Instructions for the task.
Each entry below is to be transcribed exactly.

Records supplied.
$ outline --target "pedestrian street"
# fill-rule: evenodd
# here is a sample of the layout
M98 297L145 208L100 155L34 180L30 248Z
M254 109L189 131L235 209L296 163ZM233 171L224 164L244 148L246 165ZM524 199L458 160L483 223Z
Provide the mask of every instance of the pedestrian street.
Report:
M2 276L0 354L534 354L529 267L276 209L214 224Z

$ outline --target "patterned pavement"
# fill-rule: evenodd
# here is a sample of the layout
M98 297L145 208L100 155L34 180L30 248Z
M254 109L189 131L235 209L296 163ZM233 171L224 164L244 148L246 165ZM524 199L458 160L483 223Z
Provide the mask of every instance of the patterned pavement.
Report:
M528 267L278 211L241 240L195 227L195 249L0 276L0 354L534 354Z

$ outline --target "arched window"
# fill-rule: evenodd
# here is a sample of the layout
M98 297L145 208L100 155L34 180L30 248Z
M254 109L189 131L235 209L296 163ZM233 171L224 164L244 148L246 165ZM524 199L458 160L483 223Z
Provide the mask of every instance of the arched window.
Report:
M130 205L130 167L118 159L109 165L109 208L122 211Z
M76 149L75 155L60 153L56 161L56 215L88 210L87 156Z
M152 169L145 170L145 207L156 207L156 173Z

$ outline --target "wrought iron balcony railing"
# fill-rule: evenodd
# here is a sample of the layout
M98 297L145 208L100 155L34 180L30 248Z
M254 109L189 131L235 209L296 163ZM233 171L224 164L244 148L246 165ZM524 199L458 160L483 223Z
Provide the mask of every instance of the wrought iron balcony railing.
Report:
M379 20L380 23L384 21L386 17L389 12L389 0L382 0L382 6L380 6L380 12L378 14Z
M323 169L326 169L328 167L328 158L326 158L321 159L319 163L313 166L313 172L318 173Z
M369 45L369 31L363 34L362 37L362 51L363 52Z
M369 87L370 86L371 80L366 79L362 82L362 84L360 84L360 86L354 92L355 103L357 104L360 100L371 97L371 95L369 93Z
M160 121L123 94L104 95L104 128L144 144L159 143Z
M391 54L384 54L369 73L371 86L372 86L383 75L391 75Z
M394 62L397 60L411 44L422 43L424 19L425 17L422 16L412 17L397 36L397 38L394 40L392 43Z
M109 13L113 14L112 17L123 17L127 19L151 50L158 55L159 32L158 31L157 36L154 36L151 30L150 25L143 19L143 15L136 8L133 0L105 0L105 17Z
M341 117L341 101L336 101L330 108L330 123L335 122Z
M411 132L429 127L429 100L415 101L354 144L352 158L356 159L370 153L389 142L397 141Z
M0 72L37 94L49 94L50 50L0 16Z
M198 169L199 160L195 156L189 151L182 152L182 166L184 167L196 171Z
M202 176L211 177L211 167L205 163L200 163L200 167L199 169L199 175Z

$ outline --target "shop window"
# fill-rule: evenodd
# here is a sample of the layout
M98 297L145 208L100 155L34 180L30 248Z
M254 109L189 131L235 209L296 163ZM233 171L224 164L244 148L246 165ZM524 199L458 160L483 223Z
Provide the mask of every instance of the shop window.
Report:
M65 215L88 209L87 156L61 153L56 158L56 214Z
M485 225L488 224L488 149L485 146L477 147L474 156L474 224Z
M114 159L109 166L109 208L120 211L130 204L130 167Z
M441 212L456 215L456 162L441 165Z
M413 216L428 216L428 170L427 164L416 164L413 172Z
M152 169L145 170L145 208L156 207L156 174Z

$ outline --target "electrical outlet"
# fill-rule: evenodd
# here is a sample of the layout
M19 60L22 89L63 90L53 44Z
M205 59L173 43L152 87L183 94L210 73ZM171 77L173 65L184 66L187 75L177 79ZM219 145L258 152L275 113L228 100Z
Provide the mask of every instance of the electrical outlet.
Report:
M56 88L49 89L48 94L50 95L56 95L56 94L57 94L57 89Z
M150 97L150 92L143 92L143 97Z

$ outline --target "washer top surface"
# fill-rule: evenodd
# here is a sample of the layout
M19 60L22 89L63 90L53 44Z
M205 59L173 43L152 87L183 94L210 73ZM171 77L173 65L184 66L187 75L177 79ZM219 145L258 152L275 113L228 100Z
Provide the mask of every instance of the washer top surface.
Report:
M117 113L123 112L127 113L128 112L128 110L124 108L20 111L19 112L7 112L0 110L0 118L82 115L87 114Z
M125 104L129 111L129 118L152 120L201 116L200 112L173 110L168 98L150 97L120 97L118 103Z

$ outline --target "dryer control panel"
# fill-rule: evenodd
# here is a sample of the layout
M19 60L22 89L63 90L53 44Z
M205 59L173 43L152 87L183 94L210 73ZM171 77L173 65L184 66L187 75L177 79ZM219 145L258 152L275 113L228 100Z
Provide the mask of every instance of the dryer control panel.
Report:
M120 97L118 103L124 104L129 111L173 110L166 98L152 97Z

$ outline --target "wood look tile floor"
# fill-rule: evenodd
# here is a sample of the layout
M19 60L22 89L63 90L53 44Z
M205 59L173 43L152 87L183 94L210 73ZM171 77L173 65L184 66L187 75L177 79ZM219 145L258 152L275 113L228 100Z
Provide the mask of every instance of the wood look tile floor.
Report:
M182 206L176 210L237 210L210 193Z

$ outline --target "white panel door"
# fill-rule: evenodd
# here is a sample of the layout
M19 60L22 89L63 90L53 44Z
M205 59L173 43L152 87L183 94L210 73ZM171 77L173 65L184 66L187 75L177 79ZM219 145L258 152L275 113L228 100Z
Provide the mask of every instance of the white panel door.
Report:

Task response.
$ outline --target "pedestrian street"
# fill-rule: evenodd
# here is a sample of the layout
M98 297L145 208L100 155L34 180L30 248Z
M254 109L189 131L235 209L296 163ZM233 171L224 164L244 148L246 165ZM524 199L458 160L483 223Z
Provide the mask of every instance of the pedestrian street.
Report:
M2 276L0 354L534 354L529 267L276 209L214 224Z

$ outline --target "patterned pavement"
# fill-rule: evenodd
# here is a sample of the layout
M98 297L145 208L100 155L34 180L30 248Z
M254 109L189 131L235 209L296 163ZM233 171L224 164L244 148L246 165ZM524 199L458 160L483 223Z
Provide the mask of every instance of the patterned pavement.
Report:
M528 267L278 211L241 240L195 227L195 249L0 276L0 354L534 354Z

$ outline --target "arched window"
# fill-rule: evenodd
# here is a sample of the layout
M98 297L145 208L100 155L34 180L30 248Z
M254 109L189 131L235 209L296 163ZM233 171L224 164L244 148L246 165ZM524 199L458 160L483 223Z
Provide the mask of every instance of the arched window.
Report:
M130 205L130 167L118 159L109 165L109 208L122 211Z
M76 149L75 155L60 153L56 161L56 215L88 210L87 156Z
M152 169L145 170L145 207L156 207L156 173Z

$ outline --target "wrought iron balcony railing"
# fill-rule: evenodd
# here is a sample of the layout
M98 297L145 208L100 155L34 180L30 248Z
M254 109L189 131L235 209L296 163ZM233 171L224 164L244 148L246 165ZM524 199L458 160L483 223Z
Provide the mask of every instance of the wrought iron balcony railing.
Report:
M379 20L380 23L384 21L386 17L389 12L389 0L382 0L382 6L380 6L380 12L378 14Z
M323 169L326 169L328 167L328 158L326 158L321 159L319 163L313 166L313 172L318 173Z
M369 45L369 31L363 34L362 37L362 51L363 52Z
M369 87L370 86L371 80L366 79L362 82L362 84L360 84L360 86L354 92L355 103L357 104L360 100L371 97L371 95L369 93Z
M160 121L123 94L104 95L104 128L144 144L159 143Z
M391 54L384 54L369 73L371 86L372 86L383 75L391 75Z
M394 62L397 60L411 44L422 43L424 19L425 17L422 16L412 17L397 36L397 38L394 40L392 43Z
M109 13L113 14L112 17L123 17L127 19L151 50L158 55L159 32L158 31L157 36L154 36L151 30L150 25L143 19L143 15L136 8L133 0L105 0L105 17Z
M341 117L341 101L336 101L330 108L330 123L335 122Z
M411 132L429 127L429 100L415 101L354 144L352 158L356 159L370 153L389 142L397 141Z
M0 72L37 94L49 94L50 50L0 16Z
M198 169L199 160L195 156L189 151L182 152L182 166L184 167L196 171Z
M202 176L211 177L211 167L205 163L200 163L200 167L199 169L199 175Z

$ outline --target "shop window"
# fill-rule: evenodd
# here is a sample of the layout
M98 297L145 208L100 155L34 180L30 248Z
M254 109L189 131L235 209L296 163ZM233 171L224 164L244 148L246 165ZM524 199L458 160L483 223Z
Provide the mask of every instance of the shop window.
Report:
M65 215L88 209L87 156L61 153L56 158L56 214Z
M485 225L488 224L488 149L485 146L477 147L474 156L474 224Z
M114 159L109 166L109 208L120 211L130 204L130 167Z
M441 212L456 215L456 162L441 165Z
M413 216L428 216L428 170L427 164L416 164L413 172Z
M152 169L145 170L145 208L156 207L156 174Z

$ outline --target "electrical outlet"
# fill-rule: evenodd
# here is a sample of the layout
M19 60L22 89L63 90L53 44Z
M205 59L173 43L152 87L183 94L210 73ZM171 77L173 65L184 66L187 75L177 79ZM219 145L258 152L275 113L228 100Z
Provide the mask of every instance of the electrical outlet.
Report:
M56 88L49 89L48 94L50 95L56 95L56 94L57 94L57 89Z
M150 97L150 92L143 92L143 97Z

$ outline --target "washer top surface"
# fill-rule: evenodd
# here is a sample of the layout
M19 60L22 89L63 90L53 44Z
M205 59L173 43L152 87L183 94L210 73ZM171 77L173 65L184 66L187 75L177 79ZM219 145L258 152L275 113L228 100Z
Provide the mask of every instance of the washer top surface.
Report:
M117 113L123 112L127 113L128 112L128 110L124 108L20 111L19 112L7 112L0 110L0 118L82 115L87 114Z
M125 104L129 111L129 118L152 120L201 116L200 112L173 110L168 98L150 97L120 97L118 103Z

$ outline --target "dryer control panel"
# fill-rule: evenodd
# here is a sample of the layout
M19 60L22 89L63 90L53 44Z
M205 59L173 43L152 87L183 94L210 73ZM171 77L173 65L184 66L187 75L177 79ZM219 145L258 152L275 113L228 100Z
Provide the mask of every instance of the dryer control panel.
Report:
M120 97L118 103L124 104L129 111L173 110L166 98L152 97Z

$ outline --target "wood look tile floor"
# fill-rule: evenodd
# here is a sample of the layout
M19 60L22 89L63 90L53 44Z
M205 59L173 43L152 87L183 94L210 73ZM171 77L173 65L184 66L187 75L177 79ZM219 145L258 152L275 113L228 100Z
Provide the mask of every instance of the wood look tile floor.
Report:
M182 206L176 210L237 210L210 193Z

$ outline --target "white panel door"
# fill-rule: evenodd
# here is a sample of the layout
M19 60L22 89L63 90L53 44Z
M205 59L173 43L152 87L183 94L210 73ZM171 77L173 65L184 66L187 75L177 79ZM219 145L258 152L275 113L228 100Z
Provide the mask of every instance of the white panel door.
Report:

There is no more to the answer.